* START READING PASSAGE *

At the forefront of the Church’s performance is Talen’s character named Reverend Billy, who preaches in passionate, Elvis Presley-inflected voice about the evils of consumerism and the tragic human cost of debt-driven consumption, backed up by a gospel chorus and small orchestra featuring a church organ. The chorus sings songs about the virtues of an economic democracy that is described as a promised land, and the mood is always persuasively festive, even joyous.
Talen’s passionate and eloquent sermons come across like rhapsodic poems made from the many fragments of Occupy Wall Street signage, and in fact, Talen did perform (sans choir) at the 17 September 2011 beginning of OWS, just a few days after returning to New York from Burning Man. Subsequently, he performed with the choir at Zucotti Park on several other days, to audiences that grew ever larger during the month of October. These were rousing and inspirational shows that galvanized the attention of ever-growing crowds in a way that gave them a coherent group identity, meaning that, for a few brief moments, the Occupy protesters found themselves attending a church of their own politically inclusive revelation, which allowed them to see themselves as being a part of something much larger than themselves.
As always, Talen’s performances were a brilliant obversion of the pernicious role that religion has come to play in American politics, where so-called “values” candidates have been using church affiliation for decades as the preferred excuse for supporting candidates and policies that embody the hateful opposite of Christian morality. Such ethically duplicitous rhetoric also has a metapolitical name, and that name is Neoconservatism when practiced by Americans who identify with Judeo-Christian tradition, and fundamentalism when practiced by others. Either way, the word “fundamental” applies in all of its many nuances, especially the one that highlights its definitional opposition to enlightened sophistication. Essentially, Neoconservatism is a subtle theologicization of the neoliberal doctrine that defines the subject along the secular lines of economic self-interest, but it deviates from that doctrine in that it assumes that self-serving moral edicts are required when the economic interests of cultural Others begins to gain too quickly in relation to the economic self-interest of the culturally entitled.

* END READING PASSAGE *

SET OF TASKS:
1. Answer these questions from the passage on Reverend Billy, one line each:
(a) What instrument does the small orchestra feature?
(b) On what date did Talen perform at the beginning of OWS?
(c) What is the rhetoric called when people outside the Judeo-Christian tradition practice it?
2. List each word ending in "-ism" that appears in the passage on Reverend Billy. Give each word once, in the order it first appears.
3. Copy out the passage on Reverend Billy from "Talen’s passionate and" to "larger than themselves.", with every word and punctuation mark unchanged.

* START SOURCE EXCERPT *

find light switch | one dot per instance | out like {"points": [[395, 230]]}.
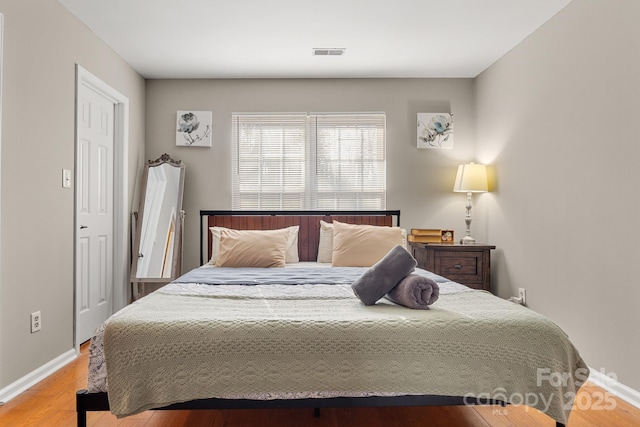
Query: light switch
{"points": [[66, 178]]}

* END SOURCE EXCERPT *

SOLUTIONS:
1.
(a) A church organ.
(b) 17 September 2011.
(c) Fundamentalism.

2.
consumerism
Neoconservatism
fundamentalism

3.
Talen’s passionate and eloquent sermons come across like rhapsodic poems made from the many fragments of Occupy Wall Street signage, and in fact, Talen did perform (sans choir) at the 17 September 2011 beginning of OWS, just a few days after returning to New York from Burning Man. Subsequently, he performed with the choir at Zucotti Park on several other days, to audiences that grew ever larger during the month of October. These were rousing and inspirational shows that galvanized the attention of ever-growing crowds in a way that gave them a coherent group identity, meaning that, for a few brief moments, the Occupy protesters found themselves attending a church of their own politically inclusive revelation, which allowed them to see themselves as being a part of something much larger than themselves.